__Gegeven opdracht A__
Vertaal de zin "Hierdoor creëren we gemeenschappelijk draagvlak om van daaruit toe te werken naar oplossingen." uit de tekst over mobiliteitsbeleid in het Engels.
__Gegeven opdracht B__
Neem uit de tekst over mobiliteitsbeleid letterlijk het gedeelte over vanaf "Minder controle, meer" tot en met "Joris van Zijl.".

Minder controle, meer vertrouwen. Klinkt dit als een herkenbare wens voor jou als leidinggevende? En hoe mooi zou het zijn als je zo veel vertrouwen in je medewerker kan hebben dat het niet eens meer nodig is om je medewerkers te controleren en jij vervolgens meer tijd overhoudt om je echt bezig te houden met de inhoud van je werk… Een blog van onze oud-collega Joris van Zijl.
Wanneer we een klant helpen om tot een nieuw mobiliteitsbeleid te komen, starten we door met de belangrijkste stakeholders een gezamenlijke drijfveer vast te stellen. Hierdoor creëren we gemeenschappelijk draagvlak om van daaruit toe te werken naar oplossingen. We zien dat in deze drijfveer vaak vertrouwen, vrijheid, of verantwoordelijkheid in/bij de medewerker centraal staat. Hierbij kun je bijvoorbeeld denken aan minder regels, een makkelijker declaratiesysteem en meer keuzevrijheid in hoe de medewerker naar het werk komt. De organisatie wil daarmee laten zien dat zij hun medewerkers als professionals zien die zelf ook in staat zijn om te bepalen wat het beste bij hem of haar – binnen de gestelde kaders– past. Bovendien zorgt bijvoorbeeld het invullen en controleren van alle declaraties voor een hoop bureaucratische rompslomp en kosten en komen de professionals daardoor minder toe aan de inhoud van hun werk.

__Vermelde lijst__
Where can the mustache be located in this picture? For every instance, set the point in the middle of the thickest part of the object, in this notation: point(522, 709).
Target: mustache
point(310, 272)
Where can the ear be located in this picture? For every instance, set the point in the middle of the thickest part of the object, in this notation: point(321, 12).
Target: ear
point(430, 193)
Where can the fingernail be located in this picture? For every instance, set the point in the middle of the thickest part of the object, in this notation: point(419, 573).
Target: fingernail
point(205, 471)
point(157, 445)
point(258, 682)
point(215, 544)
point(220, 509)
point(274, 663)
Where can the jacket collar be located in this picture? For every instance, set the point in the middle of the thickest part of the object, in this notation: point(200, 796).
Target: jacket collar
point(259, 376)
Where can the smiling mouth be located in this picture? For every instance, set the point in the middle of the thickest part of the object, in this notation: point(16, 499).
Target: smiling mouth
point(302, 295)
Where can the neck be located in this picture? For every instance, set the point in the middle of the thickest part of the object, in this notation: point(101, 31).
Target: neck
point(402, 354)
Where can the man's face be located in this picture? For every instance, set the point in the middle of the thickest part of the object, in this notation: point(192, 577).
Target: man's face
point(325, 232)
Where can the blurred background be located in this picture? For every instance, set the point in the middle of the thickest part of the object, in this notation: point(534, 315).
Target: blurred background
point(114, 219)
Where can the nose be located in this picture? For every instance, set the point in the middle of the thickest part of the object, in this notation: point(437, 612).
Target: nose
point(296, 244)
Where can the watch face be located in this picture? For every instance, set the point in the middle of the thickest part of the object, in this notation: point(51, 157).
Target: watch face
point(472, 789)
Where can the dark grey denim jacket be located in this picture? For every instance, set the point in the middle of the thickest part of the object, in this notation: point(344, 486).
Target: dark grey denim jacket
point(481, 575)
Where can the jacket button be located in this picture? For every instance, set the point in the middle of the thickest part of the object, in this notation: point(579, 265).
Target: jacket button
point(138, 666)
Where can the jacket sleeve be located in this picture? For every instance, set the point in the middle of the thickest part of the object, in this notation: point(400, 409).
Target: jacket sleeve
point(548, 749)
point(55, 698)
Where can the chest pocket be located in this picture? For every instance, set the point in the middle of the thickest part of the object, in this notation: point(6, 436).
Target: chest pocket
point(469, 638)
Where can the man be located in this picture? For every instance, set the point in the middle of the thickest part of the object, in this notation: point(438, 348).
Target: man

__Antwoord A__
This allows us to build shared support from which to work toward solutions.

__Antwoord B__
Minder controle, meer vertrouwen. Klinkt dit als een herkenbare wens voor jou als leidinggevende? En hoe mooi zou het zijn als je zo veel vertrouwen in je medewerker kan hebben dat het niet eens meer nodig is om je medewerkers te controleren en jij vervolgens meer tijd overhoudt om je echt bezig te houden met de inhoud van je werk… Een blog van onze oud-collega Joris van Zijl.